* **Requirements**
1. Using the column on Obama's intelligence advisers, decide whether each statement agrees with it: (a) John McLaughlin served in the CIA for 32 years; (b) John Brennan heads a Defense Department sub-contractor; (c) FBI agents informed Rand Beers in June 1996 of a plot by mainland China. Answer yes or no for each and quote the words of the column that decide it.
2. Quote the column on Obama's intelligence advisers from "Mr. Beers, a" to "adviser Anthony Lake.".

* **Text**

··········

Saturday, November 01, 2008


------ Forwarded Message
From: Robert Eringer
Date: Sat, 1 Nov 2008 07:01:30 -0700


D.C. habit:

Robert Eringer
November 1, 2008 12:00 AM

If Barack Obama wins the White House three days from now, he is likely to entrust John McLaughlin, Rand Beers, John Brennan and Anthony Lake with our nation's national security policies. To quote Yogi Berra, "This is like dèjé vu all over again."
"These are Obama's principal intelligence advisers," a former CIA official confirmed for The Investigator. "Which means that his call for 'change' is as hollow as it is ridiculous."

Mr. McLaughlin served in the CIA for 32 years and was deputy director of that agency when he resigned in a huff in November 2004. Before that, he was deputy director of the agency's analytical division.

"It was John McLaughlin's analytic failure that led to the invasion of Iraq," said a former CIA operations officer who had a front row seat during pre-war U.S.-Iraq machinations between the White House and CIA. Or, as another senior intelligence source put it: "He has a history of tailoring his analysis to satisfy the needs of the principal and cannot be trusted to be a provider of intelligence information."

This source added that Mr. McLaughlin serves his own best interests. "One can be assured," he said, "that anyone who leaves the intelligence community and immediately finds a job with a news outlet, as McLaughlin did with CNN, leaked classified information while in office."

Mr. Beers, a former National Security Council staffer, would likely be national security adviser to Mr. Obama. Highly partisan, Mr. Beers -- according to a member of the intelligence community -- while at the NSC gathered inside-White House, NSC and top level State Department information -- and placed it at the disposal of John Kerry's presidential campaign to secure a senior job. When informed by FBI agents in June 1996 that mainland China had hatched a plot to secretly fund President Clinton's re-election campaign, Mr. Beers famously declined or neglected to inform his boss, national security adviser Anthony Lake.

John Brennan was an analyst at CIA until Director George Tenet made him a special assistant and, says a former CIA official, "turned him into a creature of the Bush administration to become Fran Townsend's gopher." (Ms. Townsend was assistant to President Bush for Homeland Security.) "I'm just appalled that these are the guys Obama has around him," continued The Investigator's CIA informant. "They are inside-the-Beltway chair-movers. We call it 'rearranging deck chairs on the Titanic.' "

Mr. Brennan is CEO of The Analysis Corporation, a State Department sub-contractor that found itself in hot water earlier this year after improperly searching the passport records of presidential candidates. "Brennan is a substantial self-promoter and achieved nothing but dysfunction while head of the Terrorist Threat Integration Center," a former intelligence official told The Investigator. "One could argue that his effort was a complete waste of energy."

It is believed by some Democratic bigwigs that Mr. Obama would select Gov. Bill Richardson of New Mexico as secretary of state -- Richardson's reward for coming out early against Hillary despite "owing" his allegiance (in Bill Clinton's mind, anyway) to the Clinton campaign.

··········

* **Stored rows**
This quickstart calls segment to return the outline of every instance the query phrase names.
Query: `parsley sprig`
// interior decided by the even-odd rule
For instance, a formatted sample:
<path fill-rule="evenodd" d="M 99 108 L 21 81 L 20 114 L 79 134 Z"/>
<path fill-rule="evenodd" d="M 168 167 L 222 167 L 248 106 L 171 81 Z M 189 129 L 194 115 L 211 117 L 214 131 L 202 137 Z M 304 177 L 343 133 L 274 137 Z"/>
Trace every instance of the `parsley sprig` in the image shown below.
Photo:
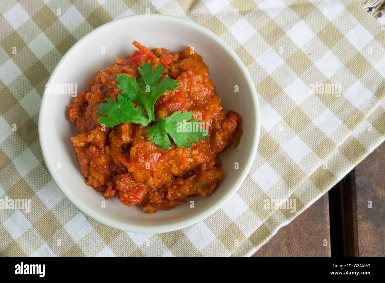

··········

* **Task solutions**
1.
(a) Yes: "Mr. McLaughlin served in the CIA for 32 years"
(b) No: "Mr. Brennan is CEO of The Analysis Corporation, a State Department sub-contractor"
(c) Yes: "When informed by FBI agents in June 1996 that mainland China had hatched a plot to secretly fund President Clinton's re-election campaign"

2.
Mr. Beers, a former National Security Council staffer, would likely be national security adviser to Mr. Obama. Highly partisan, Mr. Beers -- according to a member of the intelligence community -- while at the NSC gathered inside-White House, NSC and top level State Department information -- and placed it at the disposal of John Kerry's presidential campaign to secure a senior job. When informed by FBI agents in June 1996 that mainland China had hatched a plot to secretly fund President Clinton's re-election campaign, Mr. Beers famously declined or neglected to inform his boss, national security adviser Anthony Lake.